* _Your task_
In the data below, copy out word for word everything from the line containing "point_to(query) returns, for every instance of the grassy" to the line containing "pixel 92 229", with both of those lines included.

* _Material provided_
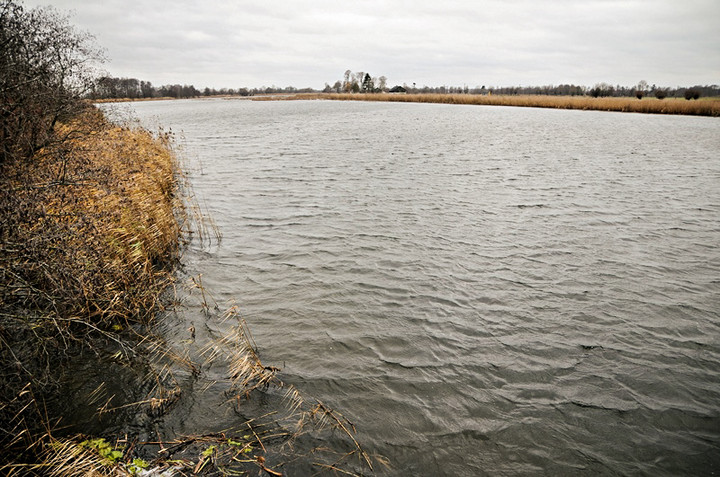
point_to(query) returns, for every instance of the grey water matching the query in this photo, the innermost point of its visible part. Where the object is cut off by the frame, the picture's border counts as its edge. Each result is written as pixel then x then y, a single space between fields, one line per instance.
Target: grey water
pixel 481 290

--

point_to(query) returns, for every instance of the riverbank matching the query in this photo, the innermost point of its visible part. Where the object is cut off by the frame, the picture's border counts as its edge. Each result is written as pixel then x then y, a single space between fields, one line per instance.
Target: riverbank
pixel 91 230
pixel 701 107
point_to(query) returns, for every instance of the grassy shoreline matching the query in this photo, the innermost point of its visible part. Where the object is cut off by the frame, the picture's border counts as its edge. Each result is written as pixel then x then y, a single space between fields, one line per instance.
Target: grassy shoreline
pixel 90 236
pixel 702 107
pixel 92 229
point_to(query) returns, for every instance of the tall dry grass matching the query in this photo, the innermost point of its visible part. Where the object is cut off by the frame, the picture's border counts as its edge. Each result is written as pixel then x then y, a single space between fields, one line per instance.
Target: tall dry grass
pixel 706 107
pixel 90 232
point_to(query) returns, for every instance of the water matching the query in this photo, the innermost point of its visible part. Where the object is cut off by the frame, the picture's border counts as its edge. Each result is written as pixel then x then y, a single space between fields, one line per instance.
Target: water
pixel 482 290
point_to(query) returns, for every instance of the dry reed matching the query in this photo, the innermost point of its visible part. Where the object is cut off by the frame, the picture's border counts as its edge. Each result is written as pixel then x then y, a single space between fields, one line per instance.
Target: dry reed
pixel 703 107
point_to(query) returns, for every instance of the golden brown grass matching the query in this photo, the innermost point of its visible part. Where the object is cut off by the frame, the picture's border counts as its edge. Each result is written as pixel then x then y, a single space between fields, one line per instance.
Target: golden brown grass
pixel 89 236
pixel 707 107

* _The answer_
point_to(query) returns, for every instance of the grassy shoreline matching the query in this photo, the innermost point of its visible part. Where the object is cut off by the frame, the picture's border counts as its edge. Each result is written as pixel then x then y, a single space between fields, one line per instance.
Target: grassy shoreline
pixel 90 236
pixel 702 107
pixel 92 229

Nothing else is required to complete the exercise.